** Document extract **

- - - - - - -

For those of you that have Netflix, The Barrier, which I finished just a few minutes ago, might be right up your alley.
Most of the story happens in 2045, in an alternate reality where World War III broke out on top of a deadly pandemic in 2020, and Spain became (along with other countries) an oppressive dictatorship.
In the brief glimpse of 2020 we see, a father implants each his young twin daughters with a subcutaneous chip of unknown nature before being taken away from his home by the army.
Twenty-five years later, one of the twins has recently died of the noravirus (the disease that accidentally became covid's fictional counterpart between production and international release), leaving a husband and a daughter (who had inherited her chip) behind. Both of them move to Madrid to join the surviving twin and the twin's mother, claiming that the little girl's mother will be joining them soon at checkpoints. The little girl tests positive for a blood test given to new entrants and is taken away. Her father is told that it's because he's unemployed and that he needs to find a job to get her back. It just so happens that the twin's mother used to date Spain's current Minister of Health, so she calls him to find a job for her son-in-law. During the job interview, it turns out that the house servant job opening is meant for a married couple. To complicate things more, the surving twin has recently killed someone important in self-defense, her boyfriend is taking the steps for the two of them to leave the country as all this is happening, and she hasn't told what happened to anyone else. And, cherry on the cake, the little girl was actually taken to place researching a cure for the noravirus. The place's director is the Minister of Health's wife.
There was sloppy writing here and there (and one who doesn't like too much reliance on coincidences and last-possible-second timing may get tired of it quickly), but it did enough right to want me to see the next episode each time.

- - - - - - -

** Excerpted data **
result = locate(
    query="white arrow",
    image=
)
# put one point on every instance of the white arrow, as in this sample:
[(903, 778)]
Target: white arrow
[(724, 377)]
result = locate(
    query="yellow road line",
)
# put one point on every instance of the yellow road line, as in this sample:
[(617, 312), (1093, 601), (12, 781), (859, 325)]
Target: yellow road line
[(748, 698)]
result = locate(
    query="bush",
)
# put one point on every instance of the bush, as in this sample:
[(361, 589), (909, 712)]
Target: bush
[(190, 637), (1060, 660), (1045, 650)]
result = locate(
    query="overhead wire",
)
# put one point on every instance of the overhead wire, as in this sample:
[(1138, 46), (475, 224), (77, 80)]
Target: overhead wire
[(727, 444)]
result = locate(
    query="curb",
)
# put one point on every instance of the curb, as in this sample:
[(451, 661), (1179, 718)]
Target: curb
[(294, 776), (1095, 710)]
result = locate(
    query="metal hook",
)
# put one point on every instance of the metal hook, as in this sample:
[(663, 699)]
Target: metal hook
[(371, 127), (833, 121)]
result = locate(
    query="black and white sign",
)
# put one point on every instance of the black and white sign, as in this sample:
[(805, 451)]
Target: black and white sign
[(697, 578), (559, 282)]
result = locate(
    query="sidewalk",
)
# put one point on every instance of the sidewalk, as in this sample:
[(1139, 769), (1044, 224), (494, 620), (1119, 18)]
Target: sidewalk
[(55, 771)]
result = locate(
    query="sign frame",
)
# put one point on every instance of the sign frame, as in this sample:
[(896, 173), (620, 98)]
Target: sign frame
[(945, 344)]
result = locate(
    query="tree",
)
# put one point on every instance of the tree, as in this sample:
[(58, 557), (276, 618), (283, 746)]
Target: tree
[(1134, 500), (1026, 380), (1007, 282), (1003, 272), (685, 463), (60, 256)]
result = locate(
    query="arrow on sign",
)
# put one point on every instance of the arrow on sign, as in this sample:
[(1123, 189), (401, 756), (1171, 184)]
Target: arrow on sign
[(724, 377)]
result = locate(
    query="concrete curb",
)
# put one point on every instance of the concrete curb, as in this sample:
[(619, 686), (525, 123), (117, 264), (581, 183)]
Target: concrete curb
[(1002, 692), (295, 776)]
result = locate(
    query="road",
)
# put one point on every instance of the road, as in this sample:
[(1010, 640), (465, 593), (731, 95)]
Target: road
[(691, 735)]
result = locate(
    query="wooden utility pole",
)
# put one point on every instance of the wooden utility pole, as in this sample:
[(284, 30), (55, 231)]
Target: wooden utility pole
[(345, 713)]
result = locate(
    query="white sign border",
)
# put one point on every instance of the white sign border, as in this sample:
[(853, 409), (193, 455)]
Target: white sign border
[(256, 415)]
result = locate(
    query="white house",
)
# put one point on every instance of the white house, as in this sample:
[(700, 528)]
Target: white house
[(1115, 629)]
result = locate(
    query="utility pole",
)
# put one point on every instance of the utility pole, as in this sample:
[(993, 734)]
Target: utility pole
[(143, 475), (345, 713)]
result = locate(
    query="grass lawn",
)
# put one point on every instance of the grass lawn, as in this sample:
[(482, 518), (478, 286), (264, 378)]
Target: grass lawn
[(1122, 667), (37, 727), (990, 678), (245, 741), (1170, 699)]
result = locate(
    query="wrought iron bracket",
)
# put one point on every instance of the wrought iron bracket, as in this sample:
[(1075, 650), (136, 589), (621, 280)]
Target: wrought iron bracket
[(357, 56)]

- - - - - - -

** Problem 1 **
Answer these questions about the review of The Barrier:
(a) In what year does most of the story take place?
(b) What is the name of the disease that one of the twins has recently died of?
(c) Who is the director of the place researching a cure for that disease?
** Problem 2 **
In the review of The Barrier, rewrite the stretch from "Most of the" through "an oppressive dictatorship.", replacing "dictatorship" with "regime".

** Exercise answer 1 **
(a) 2045
(b) The noravirus
(c) The Minister of Health's wife

** Exercise answer 2 **
Most of the story happens in 2045, in an alternate reality where World War III broke out on top of a deadly pandemic in 2020, and Spain became (along with other countries) an oppressive regime.